**Work request**
In the Bedrock cost article, which CloudWatch namespace do Bedrock's metrics appear in?

*** Text shown ***

AWS · FinOps for AI · Updated June 2026

Amazon Bedrock Cost Optimization: Token FinOps on AWS


By the CloudFinOpsKit team — building the AWS tool's Amazon Bedrock FinOps module. 10 min read.

AI spend has gone mainstream — and on AWS, Amazon Bedrock is where it lands. The trouble is Bedrock breaks the old FinOps playbook: there's no "instance" to right-size, no resource to delete. The unit of cost is the token, and the bill is driven by how you call the model, not what you provisioned. The good news: once you can see tokens per model, five levers control almost all of the spend.

First, get per-model visibility

Bedrock emits CloudWatch metrics in the AWS/Bedrock namespace, dimensioned by ModelId. Discover what actually ran, then total it:

# Which models were invoked recently?

*** End of Text shown ***
*** Provided records ***

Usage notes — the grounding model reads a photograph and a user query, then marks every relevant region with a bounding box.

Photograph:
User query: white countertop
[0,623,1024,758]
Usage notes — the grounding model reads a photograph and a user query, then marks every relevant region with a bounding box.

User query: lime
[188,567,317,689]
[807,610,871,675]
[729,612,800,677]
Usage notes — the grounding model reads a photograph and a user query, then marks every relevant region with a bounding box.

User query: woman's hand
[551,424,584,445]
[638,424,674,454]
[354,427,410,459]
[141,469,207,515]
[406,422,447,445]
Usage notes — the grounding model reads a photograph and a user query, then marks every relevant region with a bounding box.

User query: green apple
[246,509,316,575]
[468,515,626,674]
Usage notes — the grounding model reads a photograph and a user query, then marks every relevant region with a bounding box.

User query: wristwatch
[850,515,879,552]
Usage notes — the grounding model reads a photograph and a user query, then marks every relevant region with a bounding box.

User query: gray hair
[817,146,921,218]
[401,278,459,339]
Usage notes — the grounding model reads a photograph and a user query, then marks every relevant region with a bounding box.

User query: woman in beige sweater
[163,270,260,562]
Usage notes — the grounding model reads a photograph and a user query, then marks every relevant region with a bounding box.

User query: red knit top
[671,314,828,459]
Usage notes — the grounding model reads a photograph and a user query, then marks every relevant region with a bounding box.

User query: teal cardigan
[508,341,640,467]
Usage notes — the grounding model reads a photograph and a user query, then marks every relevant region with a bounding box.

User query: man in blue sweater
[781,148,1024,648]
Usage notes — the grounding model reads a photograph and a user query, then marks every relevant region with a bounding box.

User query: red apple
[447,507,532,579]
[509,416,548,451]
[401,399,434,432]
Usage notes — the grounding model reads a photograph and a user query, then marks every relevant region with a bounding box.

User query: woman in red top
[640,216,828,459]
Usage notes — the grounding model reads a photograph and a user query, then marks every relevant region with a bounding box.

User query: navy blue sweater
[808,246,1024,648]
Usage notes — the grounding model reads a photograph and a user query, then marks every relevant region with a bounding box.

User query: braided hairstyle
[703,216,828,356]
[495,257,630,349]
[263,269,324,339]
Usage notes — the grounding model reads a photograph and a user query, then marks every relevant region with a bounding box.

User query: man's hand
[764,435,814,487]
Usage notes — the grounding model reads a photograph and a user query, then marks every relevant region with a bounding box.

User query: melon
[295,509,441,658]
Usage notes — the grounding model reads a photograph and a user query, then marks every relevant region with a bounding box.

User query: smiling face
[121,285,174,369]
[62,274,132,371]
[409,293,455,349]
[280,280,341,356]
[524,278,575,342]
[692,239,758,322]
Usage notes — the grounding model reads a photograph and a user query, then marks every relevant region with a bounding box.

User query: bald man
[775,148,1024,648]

*** End of Provided records ***

**Solution for this task**
AWS/Bedrock